**TASK**.
The entire listing below must be written out word for word.

━━━━━ DATA IN THIS EXERCISE ━━━━━

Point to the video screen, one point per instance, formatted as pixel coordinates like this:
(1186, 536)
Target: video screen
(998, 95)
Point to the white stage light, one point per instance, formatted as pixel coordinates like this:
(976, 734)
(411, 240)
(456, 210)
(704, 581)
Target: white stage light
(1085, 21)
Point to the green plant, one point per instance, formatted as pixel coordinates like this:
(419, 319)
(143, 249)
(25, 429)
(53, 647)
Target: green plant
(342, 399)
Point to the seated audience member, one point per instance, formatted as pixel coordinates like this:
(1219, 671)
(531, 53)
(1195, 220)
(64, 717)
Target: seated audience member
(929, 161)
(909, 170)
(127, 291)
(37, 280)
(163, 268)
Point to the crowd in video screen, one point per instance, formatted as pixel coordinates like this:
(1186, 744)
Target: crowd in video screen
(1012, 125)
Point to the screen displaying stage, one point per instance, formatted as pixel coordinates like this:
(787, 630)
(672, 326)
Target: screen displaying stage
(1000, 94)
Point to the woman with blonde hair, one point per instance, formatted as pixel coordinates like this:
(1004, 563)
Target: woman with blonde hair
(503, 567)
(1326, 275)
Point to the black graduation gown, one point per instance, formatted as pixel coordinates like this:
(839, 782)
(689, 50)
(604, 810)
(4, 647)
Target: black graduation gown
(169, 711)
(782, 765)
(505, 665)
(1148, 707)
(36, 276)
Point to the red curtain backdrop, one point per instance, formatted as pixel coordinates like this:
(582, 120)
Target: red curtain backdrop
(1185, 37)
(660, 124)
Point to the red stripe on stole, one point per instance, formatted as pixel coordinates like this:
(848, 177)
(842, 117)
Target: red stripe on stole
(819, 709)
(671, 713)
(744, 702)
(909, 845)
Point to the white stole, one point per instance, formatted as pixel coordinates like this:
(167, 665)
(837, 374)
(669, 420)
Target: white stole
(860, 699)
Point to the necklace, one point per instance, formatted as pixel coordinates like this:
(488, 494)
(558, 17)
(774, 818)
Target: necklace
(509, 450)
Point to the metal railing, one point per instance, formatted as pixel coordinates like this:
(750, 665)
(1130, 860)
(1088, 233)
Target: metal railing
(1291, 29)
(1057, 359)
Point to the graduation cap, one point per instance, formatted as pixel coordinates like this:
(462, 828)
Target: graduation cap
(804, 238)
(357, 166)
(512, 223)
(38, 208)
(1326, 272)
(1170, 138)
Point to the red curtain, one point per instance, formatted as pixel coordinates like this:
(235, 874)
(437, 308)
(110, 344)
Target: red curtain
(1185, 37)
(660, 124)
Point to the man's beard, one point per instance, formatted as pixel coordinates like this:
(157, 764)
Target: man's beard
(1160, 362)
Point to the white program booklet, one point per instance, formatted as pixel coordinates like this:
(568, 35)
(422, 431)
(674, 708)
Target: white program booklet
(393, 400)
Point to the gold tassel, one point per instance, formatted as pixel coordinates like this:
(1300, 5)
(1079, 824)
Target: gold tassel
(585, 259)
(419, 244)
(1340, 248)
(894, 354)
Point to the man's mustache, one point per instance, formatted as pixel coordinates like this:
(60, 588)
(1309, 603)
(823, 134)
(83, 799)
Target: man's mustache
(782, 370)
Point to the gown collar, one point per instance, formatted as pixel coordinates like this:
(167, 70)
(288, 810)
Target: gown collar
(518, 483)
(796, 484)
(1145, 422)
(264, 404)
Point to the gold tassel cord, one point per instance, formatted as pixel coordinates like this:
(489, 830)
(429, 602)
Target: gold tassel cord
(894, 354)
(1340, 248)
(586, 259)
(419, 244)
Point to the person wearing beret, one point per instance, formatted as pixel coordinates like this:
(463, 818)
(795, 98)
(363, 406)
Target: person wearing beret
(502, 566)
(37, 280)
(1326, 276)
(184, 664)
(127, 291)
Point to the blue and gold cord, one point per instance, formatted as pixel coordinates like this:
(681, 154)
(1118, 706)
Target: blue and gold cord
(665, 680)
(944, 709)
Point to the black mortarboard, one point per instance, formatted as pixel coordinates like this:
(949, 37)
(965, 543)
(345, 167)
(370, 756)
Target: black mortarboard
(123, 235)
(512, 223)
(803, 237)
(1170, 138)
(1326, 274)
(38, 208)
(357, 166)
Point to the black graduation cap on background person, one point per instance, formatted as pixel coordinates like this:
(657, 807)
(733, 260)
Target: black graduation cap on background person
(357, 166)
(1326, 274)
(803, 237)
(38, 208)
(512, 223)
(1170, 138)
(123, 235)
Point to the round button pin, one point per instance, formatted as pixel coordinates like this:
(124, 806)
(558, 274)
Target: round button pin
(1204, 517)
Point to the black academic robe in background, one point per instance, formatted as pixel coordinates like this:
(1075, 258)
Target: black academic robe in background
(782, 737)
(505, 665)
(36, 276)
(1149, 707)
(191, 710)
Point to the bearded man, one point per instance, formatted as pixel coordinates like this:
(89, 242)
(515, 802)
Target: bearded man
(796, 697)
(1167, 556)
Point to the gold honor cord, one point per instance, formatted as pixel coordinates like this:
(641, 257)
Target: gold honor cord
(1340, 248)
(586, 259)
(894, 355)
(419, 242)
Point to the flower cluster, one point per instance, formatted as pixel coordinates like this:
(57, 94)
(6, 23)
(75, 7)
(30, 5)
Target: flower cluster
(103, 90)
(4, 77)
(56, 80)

━━━━━

**WRITTEN SOLUTION**.
Point to the video screen, one point per instance, formatted as pixel coordinates like this:
(1186, 536)
Target: video screen
(998, 95)
Point to the white stage light, one point per instance, formatted as pixel coordinates like this:
(976, 734)
(411, 240)
(456, 210)
(704, 581)
Target: white stage light
(1085, 21)
Point to the green plant, one point per instance, formatted as pixel coordinates like this:
(419, 319)
(143, 249)
(25, 429)
(53, 647)
Target: green plant
(342, 399)
Point to the seated audience member, one point per instance, formatted as pixel coordinates like this:
(1219, 671)
(531, 53)
(1195, 220)
(64, 717)
Target: seated audience member
(929, 161)
(909, 170)
(127, 291)
(37, 280)
(163, 268)
Point to the crowd in video screen, one point per instance, formatted as pixel coordinates like this:
(1186, 744)
Target: crowd in video screen
(1012, 125)
Point to the screen displaying stage, one point per instance, formatted as pixel coordinates like this:
(787, 630)
(672, 326)
Target: screen displaying stage
(1000, 94)
Point to the woman with blonde hair, one point per instance, formatted as pixel coordinates like this:
(1004, 563)
Target: woman with blonde hair
(503, 567)
(1326, 275)
Point to the black graduation gown, one point per instance, formatted as pixel coordinates like this:
(839, 782)
(689, 50)
(604, 810)
(4, 647)
Target: black graduation gown
(169, 711)
(782, 765)
(505, 665)
(1148, 707)
(36, 276)
Point to the red curtain backdrop, one point per instance, formatted as pixel coordinates like this:
(582, 120)
Target: red curtain backdrop
(1185, 37)
(660, 124)
Point to the red stripe on stole, one point per instance, formatted as pixel coordinates like this:
(848, 177)
(842, 117)
Target: red stripe on stole
(819, 709)
(671, 713)
(744, 702)
(909, 845)
Point to the white stole, one point per instance, formatted as pixel coordinates like this:
(167, 665)
(837, 374)
(669, 420)
Target: white stole
(860, 699)
Point to the necklace, one point per instance, formatted as pixel coordinates like this:
(488, 494)
(558, 17)
(774, 818)
Target: necklace
(509, 450)
Point to the metal railing, one point per instance, formatted as pixel coordinates like this:
(750, 665)
(1130, 860)
(1088, 233)
Target: metal railing
(1291, 29)
(1057, 359)
Point to the graduation cap, one point per instance, formatted as pixel coordinates like this:
(462, 828)
Target: graduation cap
(804, 238)
(357, 166)
(512, 223)
(38, 208)
(1326, 272)
(1170, 138)
Point to the red curtain, one point per instance, formatted as pixel coordinates like this:
(235, 874)
(437, 308)
(110, 344)
Target: red curtain
(1185, 37)
(660, 124)
Point to the man's beard, one point per instance, formatted as pixel coordinates like this:
(157, 764)
Target: man's beard
(1160, 362)
Point to the white program booklet, one point per instance, formatted as pixel coordinates like this:
(568, 35)
(422, 431)
(674, 708)
Target: white program booklet
(393, 400)
Point to the gold tassel, one point per instance, formatted as pixel coordinates like this:
(1300, 5)
(1079, 824)
Target: gold tassel
(585, 259)
(419, 244)
(1340, 248)
(894, 354)
Point to the man's mustache, one point per instance, formatted as pixel coordinates like this:
(60, 588)
(1309, 603)
(823, 134)
(83, 799)
Target: man's mustache
(782, 370)
Point to the gown collar, one point per instance, formatted as pixel coordinates like this:
(167, 70)
(288, 810)
Target: gown collar
(518, 483)
(796, 484)
(1145, 422)
(264, 404)
Point to the gold tassel cord, one point per instance, formatted as pixel coordinates like this:
(489, 830)
(429, 602)
Target: gold tassel cord
(894, 354)
(1340, 248)
(586, 259)
(419, 244)
Point to the person wearing beret, one point per instance, formatted as pixel coordinates like this:
(463, 818)
(795, 98)
(363, 406)
Target: person wearing beret
(502, 566)
(37, 280)
(1326, 276)
(184, 664)
(127, 291)
Point to the blue and gold cord, one point per instance, formatted as pixel coordinates like this:
(681, 154)
(1118, 706)
Target: blue and gold cord
(665, 680)
(944, 709)
Point to the black mortarboard, one point per instance, formatted as pixel coordinates like this:
(949, 37)
(965, 543)
(345, 167)
(370, 756)
Target: black mortarboard
(123, 235)
(512, 223)
(803, 237)
(1170, 138)
(1326, 274)
(38, 208)
(357, 166)
Point to the black graduation cap on background person, one point per instance, formatted as pixel coordinates like this:
(657, 807)
(733, 260)
Target: black graduation cap on background person
(357, 166)
(1326, 274)
(803, 237)
(38, 208)
(512, 223)
(1170, 138)
(123, 235)
Point to the round button pin, one point per instance, formatted as pixel coordinates like this:
(124, 806)
(558, 274)
Target: round button pin
(1204, 517)
Point to the black academic robe in background, one point per instance, formatted as pixel coordinates like this:
(1075, 258)
Target: black academic robe in background
(782, 737)
(505, 665)
(36, 276)
(1149, 707)
(191, 710)
Point to the bearded man, one point per instance, formatted as pixel coordinates like this:
(89, 242)
(515, 802)
Target: bearded man
(796, 697)
(1167, 556)
Point to the gold honor cord, one point per instance, formatted as pixel coordinates like this:
(641, 257)
Target: gold honor cord
(1340, 248)
(586, 259)
(894, 355)
(419, 242)
Point to the flower cluster, one point per instance, formatted as pixel coordinates like this:
(57, 94)
(6, 23)
(75, 7)
(30, 5)
Target: flower cluster
(103, 90)
(4, 77)
(56, 80)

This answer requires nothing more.